* _Metin bloğu_
——
Suudi Arabistan - Suriye ilişkilerine dönüş tarihi yaklaşıyor mu?

Şam'daki Riyad Büyükelçiliği’nde bakım yapılması, bu yöndeki umutları yeşertti. Ancak gözlemciler söz konusu bakımın periyodik olarak yürütülen bir prosedür olduğu görüşünde.

Gözlemciler, Suriye'nin bu yıl sonundan önce Arap Birliği'ndeki koltuğuna geri dönmesini bekliyor (AFP)
Gözlemciler, Suriye'nin bu yıl sonundan önce Arap Birliği'ndeki koltuğuna geri dönmesini bekliyor (AFP)
TT

Suudi Arabistan - Suriye ilişkilerine dönüş tarihi yaklaşıyor mu?

Gözlemciler, Suriye'nin bu yıl sonundan önce Arap Birliği'ndeki koltuğuna geri dönmesini bekliyor (AFP)
Gözlemciler, Suriye'nin bu yıl sonundan önce Arap Birliği'ndeki koltuğuna geri dönmesini bekliyor (AFP)

Mustafa Rüstem
Şam’da Arap diplomatların çalışmalarına geri dönecekleri, 11 yıllık aranın ardından büyükelçiliklerin kapılarını yeniden açacaklarına dair haberlerin sayısı arttı. Haberlerde en fazla öne çıkan başlık ise Şam’daki Riyad Büyükelçiliği’nin açılacağıydı.
——
* _Kayıtlı veriler_
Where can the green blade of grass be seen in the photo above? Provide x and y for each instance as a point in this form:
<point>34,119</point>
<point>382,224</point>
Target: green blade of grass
——
* _Hedef_
Suudi Arabistan ile Suriye ilişkilerini konu alan haberi, son cümlesinden sonrasını yazarak sürdürün.

* _Görev sonucu_
Büyükelçilikte belirli aralıklarla yapılan bakımlar ve üst düzey isimler arasında düzenlenen toplantılar, son dönemde gergin ilişkilerdeki çatlağı giderme yönünde cesaret verici işaretler olarak gösterildi. Bu iddianın desteklenmesi için kullanıldı.
Ancak gözlemciler, yapılan bu bakımların yalnızca periyodik olarak yürütülen prosedürler olduğunu savunuyor.
Şarku’l Avsat’ın Independent Arabia’dan aktardığı araştırmada, 22 Ocak 2012'de faaliyetlerine son verilmesinden bu yana büyükelçiliğe ilişkin herhangi bir gelişme yaşanıp yaşanmadığı mercek altına alındı.

Arap Birliği’ne dönüş
Diplomatik gözlemciler, Şam'ın Kasım 2011'de üyeliğinin dondurulduğu Arap Birliği'ndeki koltuğuna bu yıl sonu gelmeden geri döneceği görüşünde. Aynı zamanda tüm diplomatik misyonların açılacağı, Şam'ın Arap Birliği’nin bir sonraki konsey toplantısına katılacağı yönünde de beklentiler mevcut.
Diğer yandan son zamanlarda düzenlenen bazı resmi toplantılar, Suriye diplomasisinin yaşadığı toparlanmayı ortaya koyar nitelikte. Bunlardan en önemlisinde, Suriye Dışişleri Bakanı Faysal Mikdad ve Mısırlı mevkidaşı Samih Şukri geçen 10 yılın ardından ilk defa 76. Genel Kurul görüşmeleri kapsamında New York'ta bir araya geldi. Görüşmede Mısırlı Bakan, Suriye meselesinin çözülmesi gerektiğini ima etti.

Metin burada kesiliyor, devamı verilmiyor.